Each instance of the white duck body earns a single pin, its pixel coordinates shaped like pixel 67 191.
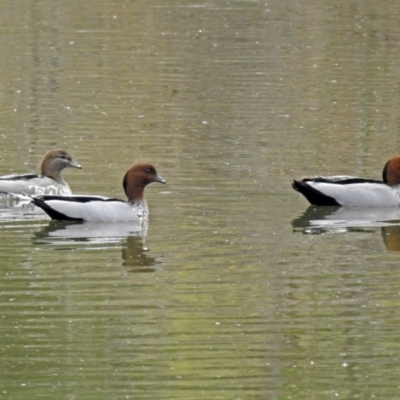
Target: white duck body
pixel 353 191
pixel 92 208
pixel 49 182
pixel 104 209
pixel 365 194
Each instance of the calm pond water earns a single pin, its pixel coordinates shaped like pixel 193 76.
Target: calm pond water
pixel 238 289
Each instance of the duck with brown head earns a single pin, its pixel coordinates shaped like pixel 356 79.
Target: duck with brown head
pixel 352 191
pixel 105 209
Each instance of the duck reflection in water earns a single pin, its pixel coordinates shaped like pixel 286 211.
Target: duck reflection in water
pixel 320 220
pixel 130 236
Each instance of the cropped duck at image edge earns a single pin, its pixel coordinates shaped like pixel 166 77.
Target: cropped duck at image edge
pixel 354 191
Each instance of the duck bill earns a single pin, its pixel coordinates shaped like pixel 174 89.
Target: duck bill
pixel 159 179
pixel 74 164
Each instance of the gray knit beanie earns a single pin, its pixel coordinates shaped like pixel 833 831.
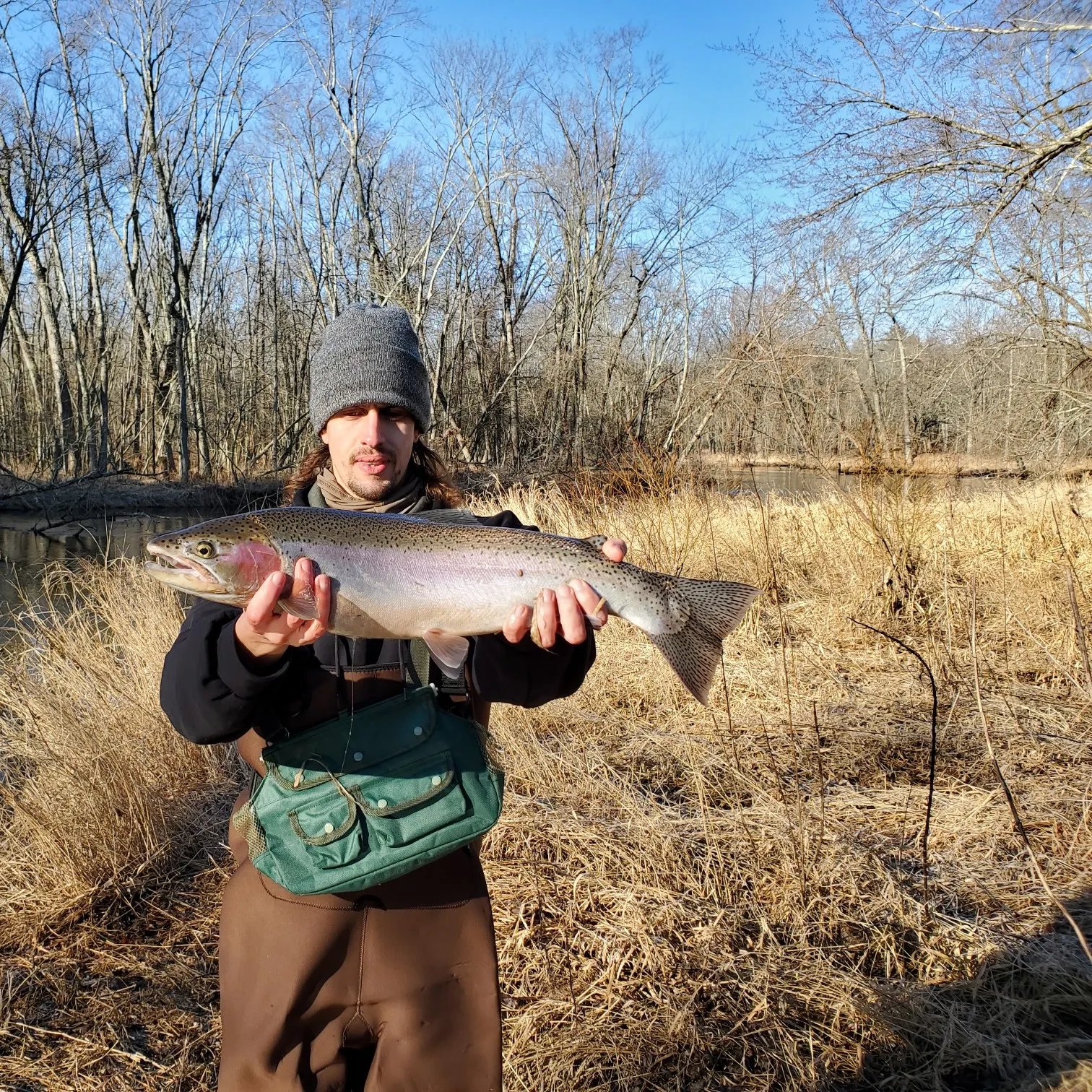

┄┄┄┄┄┄┄┄┄┄

▶ _Work to be completed_
Could you reproduce all of the material above line for line, leaving out the pictures?

▶ _Completed task_
Each instance of the white duck body earns a single pin, its pixel coordinates shaped like pixel 67 191.
Target: white duck body
pixel 353 191
pixel 92 208
pixel 49 182
pixel 104 209
pixel 365 194
Each instance of the calm pond water earns a single pin, its pixel coordinates shaped like pixel 193 76.
Target: calm pond water
pixel 238 289
Each instance of the duck with brown head earns a single pin, its pixel coordinates shaped like pixel 356 79.
Target: duck with brown head
pixel 352 191
pixel 105 209
Each instance of the duck reflection in water earns a single pin, its pixel coordinates shaped like pixel 286 211.
Target: duck reflection in water
pixel 320 220
pixel 130 236
Each instance of the cropped duck at image edge earns a single pin, its pixel coordinates shaped like pixel 166 77.
Target: cropped duck at image edge
pixel 354 191
Each instance of the duck bill earns a single pin, its pixel coordinates shaped like pixel 174 89.
Target: duck bill
pixel 159 179
pixel 74 164
Each instance of the gray knit beanie earns a single pin, its pixel coordinates shaped like pixel 833 831.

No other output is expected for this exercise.